Please copy everything in the items below, from the line containing "any horse's legs." down to the line containing "(0, 122), (22, 139)", including both of those lines and changing nothing.

─── AVAILABLE RECORDS

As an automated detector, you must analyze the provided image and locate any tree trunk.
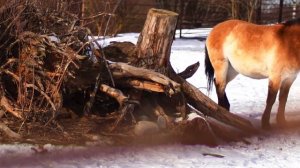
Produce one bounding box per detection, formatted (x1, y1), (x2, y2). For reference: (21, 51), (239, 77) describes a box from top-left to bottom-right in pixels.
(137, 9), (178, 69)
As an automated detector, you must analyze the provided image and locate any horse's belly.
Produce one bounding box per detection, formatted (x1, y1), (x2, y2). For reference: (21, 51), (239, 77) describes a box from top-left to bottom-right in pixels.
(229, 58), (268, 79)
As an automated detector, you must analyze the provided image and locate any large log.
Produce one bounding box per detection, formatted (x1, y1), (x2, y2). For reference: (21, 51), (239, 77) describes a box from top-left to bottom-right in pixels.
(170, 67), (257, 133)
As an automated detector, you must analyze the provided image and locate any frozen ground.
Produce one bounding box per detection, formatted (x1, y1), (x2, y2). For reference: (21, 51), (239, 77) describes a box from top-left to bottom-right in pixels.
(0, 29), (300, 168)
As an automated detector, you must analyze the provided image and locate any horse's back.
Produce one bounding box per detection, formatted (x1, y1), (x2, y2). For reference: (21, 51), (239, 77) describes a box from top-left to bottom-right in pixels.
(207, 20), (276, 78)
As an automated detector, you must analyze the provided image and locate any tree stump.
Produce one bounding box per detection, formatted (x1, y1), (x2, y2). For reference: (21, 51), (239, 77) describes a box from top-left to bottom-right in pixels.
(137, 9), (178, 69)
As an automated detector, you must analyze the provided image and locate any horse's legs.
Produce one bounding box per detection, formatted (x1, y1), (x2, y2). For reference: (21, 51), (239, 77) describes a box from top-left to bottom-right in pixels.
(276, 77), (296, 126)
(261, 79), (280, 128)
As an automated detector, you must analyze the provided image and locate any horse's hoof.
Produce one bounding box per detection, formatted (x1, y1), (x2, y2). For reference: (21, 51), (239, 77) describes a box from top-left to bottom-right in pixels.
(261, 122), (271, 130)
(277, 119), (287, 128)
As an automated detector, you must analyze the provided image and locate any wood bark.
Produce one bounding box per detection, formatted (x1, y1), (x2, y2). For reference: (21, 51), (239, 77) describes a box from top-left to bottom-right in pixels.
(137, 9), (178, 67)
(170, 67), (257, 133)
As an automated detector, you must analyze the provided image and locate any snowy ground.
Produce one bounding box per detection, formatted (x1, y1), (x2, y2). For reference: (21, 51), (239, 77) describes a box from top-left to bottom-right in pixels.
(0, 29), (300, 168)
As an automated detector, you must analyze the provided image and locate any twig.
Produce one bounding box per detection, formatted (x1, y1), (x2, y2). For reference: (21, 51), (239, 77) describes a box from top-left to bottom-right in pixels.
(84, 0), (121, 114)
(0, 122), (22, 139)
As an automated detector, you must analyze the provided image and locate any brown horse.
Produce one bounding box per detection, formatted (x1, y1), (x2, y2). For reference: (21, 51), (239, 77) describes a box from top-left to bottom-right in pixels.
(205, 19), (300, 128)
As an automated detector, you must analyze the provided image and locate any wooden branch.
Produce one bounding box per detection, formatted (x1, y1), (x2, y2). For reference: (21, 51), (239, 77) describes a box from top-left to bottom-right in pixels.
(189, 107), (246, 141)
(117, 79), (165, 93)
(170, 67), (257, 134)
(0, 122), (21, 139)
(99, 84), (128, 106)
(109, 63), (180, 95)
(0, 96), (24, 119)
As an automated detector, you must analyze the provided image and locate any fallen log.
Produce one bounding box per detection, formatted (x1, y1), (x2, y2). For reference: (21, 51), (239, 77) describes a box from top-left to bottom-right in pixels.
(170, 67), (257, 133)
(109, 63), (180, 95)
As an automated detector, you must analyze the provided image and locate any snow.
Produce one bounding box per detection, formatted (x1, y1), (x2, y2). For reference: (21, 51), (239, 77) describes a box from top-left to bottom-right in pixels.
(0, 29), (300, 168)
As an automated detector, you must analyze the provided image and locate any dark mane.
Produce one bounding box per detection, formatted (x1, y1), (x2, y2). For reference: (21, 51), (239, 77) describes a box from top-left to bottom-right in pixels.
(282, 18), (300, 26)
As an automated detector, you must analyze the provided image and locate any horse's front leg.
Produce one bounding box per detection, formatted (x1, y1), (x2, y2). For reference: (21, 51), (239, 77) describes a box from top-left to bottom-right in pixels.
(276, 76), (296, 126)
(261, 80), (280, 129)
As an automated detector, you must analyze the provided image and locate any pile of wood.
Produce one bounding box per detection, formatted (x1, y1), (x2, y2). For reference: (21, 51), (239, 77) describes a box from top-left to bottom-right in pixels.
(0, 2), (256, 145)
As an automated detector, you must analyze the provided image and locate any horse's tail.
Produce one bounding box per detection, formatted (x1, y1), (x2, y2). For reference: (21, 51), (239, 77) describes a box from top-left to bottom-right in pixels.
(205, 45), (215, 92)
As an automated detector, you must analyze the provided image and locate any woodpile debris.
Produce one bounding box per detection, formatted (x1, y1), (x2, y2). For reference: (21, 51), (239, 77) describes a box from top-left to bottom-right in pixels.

──────
─── AVAILABLE RECORDS

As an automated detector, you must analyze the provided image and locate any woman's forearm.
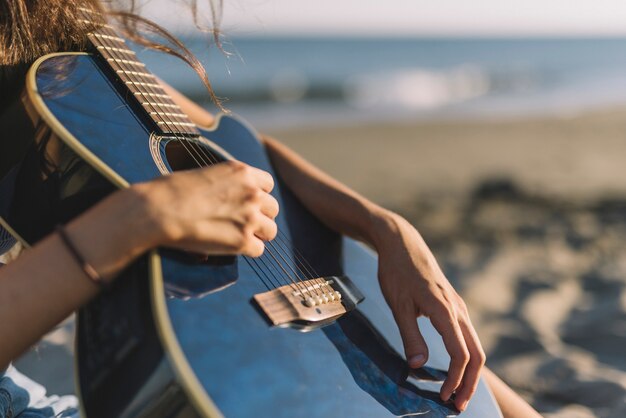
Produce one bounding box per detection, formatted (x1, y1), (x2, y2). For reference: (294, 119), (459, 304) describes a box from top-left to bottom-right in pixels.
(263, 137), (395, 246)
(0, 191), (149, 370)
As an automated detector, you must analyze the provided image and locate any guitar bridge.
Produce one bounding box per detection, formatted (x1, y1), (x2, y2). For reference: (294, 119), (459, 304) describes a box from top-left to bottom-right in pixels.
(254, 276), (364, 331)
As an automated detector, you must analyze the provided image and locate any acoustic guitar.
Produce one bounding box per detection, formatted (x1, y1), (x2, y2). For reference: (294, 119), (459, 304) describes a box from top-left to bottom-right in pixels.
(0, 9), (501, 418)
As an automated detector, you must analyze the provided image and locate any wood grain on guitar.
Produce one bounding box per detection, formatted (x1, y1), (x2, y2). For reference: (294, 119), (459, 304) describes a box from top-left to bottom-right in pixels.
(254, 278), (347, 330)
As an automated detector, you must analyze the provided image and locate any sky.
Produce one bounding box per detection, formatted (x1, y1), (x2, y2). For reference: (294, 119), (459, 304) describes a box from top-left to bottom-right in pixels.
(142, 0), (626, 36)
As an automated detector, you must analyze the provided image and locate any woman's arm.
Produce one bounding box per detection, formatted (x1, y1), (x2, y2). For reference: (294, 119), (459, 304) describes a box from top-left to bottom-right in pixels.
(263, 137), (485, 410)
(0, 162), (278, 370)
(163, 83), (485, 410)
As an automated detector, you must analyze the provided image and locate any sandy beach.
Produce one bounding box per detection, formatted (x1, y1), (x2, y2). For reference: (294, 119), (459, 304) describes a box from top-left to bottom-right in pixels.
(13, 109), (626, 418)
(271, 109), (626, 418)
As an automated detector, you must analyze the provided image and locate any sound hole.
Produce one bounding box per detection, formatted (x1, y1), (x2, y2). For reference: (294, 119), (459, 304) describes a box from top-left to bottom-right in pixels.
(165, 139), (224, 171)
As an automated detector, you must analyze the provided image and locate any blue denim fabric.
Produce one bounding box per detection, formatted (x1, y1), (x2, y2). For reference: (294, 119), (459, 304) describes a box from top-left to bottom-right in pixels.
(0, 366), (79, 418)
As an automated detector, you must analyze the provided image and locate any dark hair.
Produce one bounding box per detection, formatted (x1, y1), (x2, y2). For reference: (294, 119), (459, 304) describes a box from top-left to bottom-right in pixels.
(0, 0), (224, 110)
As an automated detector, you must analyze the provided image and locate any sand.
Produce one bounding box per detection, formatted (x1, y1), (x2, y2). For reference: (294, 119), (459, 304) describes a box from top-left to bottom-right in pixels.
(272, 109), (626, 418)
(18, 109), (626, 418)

──────
─── AVAILABLE RECORDS

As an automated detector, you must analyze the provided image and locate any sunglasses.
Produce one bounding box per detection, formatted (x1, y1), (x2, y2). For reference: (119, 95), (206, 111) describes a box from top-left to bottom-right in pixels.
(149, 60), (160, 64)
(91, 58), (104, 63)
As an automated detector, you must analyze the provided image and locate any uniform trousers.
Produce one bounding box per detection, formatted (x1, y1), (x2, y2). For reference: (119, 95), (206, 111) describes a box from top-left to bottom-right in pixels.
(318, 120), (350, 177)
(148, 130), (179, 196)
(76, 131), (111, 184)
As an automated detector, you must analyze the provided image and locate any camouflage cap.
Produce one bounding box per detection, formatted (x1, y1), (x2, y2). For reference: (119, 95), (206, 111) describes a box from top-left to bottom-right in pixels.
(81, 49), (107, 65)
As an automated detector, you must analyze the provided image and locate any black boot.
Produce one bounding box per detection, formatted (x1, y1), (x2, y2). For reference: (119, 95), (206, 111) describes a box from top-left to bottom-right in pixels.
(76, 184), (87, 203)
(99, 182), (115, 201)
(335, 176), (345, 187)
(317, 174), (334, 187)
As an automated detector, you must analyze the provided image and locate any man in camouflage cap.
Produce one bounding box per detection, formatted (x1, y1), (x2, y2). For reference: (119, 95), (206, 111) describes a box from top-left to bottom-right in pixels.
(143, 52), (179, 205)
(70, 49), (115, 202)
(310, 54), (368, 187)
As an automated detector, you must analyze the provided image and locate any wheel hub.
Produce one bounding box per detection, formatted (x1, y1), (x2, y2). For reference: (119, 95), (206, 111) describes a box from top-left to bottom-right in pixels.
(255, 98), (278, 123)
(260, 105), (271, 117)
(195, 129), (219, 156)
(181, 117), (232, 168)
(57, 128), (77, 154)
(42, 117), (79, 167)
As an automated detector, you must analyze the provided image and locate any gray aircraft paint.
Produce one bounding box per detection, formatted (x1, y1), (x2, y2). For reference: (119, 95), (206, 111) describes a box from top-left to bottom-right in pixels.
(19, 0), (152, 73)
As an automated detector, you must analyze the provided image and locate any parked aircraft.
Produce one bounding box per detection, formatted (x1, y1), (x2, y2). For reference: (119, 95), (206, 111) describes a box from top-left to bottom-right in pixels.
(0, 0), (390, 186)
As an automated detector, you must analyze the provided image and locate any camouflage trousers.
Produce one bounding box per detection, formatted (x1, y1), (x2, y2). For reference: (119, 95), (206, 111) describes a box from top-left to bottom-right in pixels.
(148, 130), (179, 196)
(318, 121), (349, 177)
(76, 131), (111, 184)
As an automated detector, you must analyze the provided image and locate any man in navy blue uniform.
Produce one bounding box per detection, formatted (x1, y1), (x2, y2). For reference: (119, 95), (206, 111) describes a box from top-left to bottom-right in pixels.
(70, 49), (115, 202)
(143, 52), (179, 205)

──────

FINAL ANSWER:
As an automated detector, you must analyze the provided image and locate any horse's legs.
Produce one bounding box per detection, formatted (x1, y1), (x2, y2). For reference: (21, 51), (239, 77) describes a box from top-left to bottom-right in pixels.
(276, 77), (296, 126)
(261, 79), (280, 128)
As an automated detector, you must analyze the provided image and locate any horse's hoof.
Produce one bounding box per detection, formatted (x1, y1), (x2, y2). For reference: (21, 51), (239, 77) describes a box from top-left to bottom-right in pixels.
(261, 122), (271, 130)
(277, 119), (287, 128)
As an automated detector, you must analyze the provided image and locate any wood bark.
Produce one bounding box per detection, formatted (x1, y1), (x2, y2). For reference: (21, 51), (239, 77) describes a box from top-left to bottom-right in pixels.
(137, 9), (178, 67)
(170, 67), (257, 133)
As an automated detector, you must analyze the provided image and locate any snowy ground.
Produce one bounding box per detection, formatted (x1, y1), (x2, y2). For reference: (21, 51), (239, 77) describes a box from top-left to bottom-right in pixels.
(0, 29), (300, 168)
As an automated detector, you must analyze the provided image and locate any twig.
Produce one bounding box per detection, formatted (x1, y1), (x2, y2). For reference: (21, 51), (239, 77) describes a box from top-left to bottom-right in pixels.
(84, 0), (121, 114)
(0, 122), (22, 139)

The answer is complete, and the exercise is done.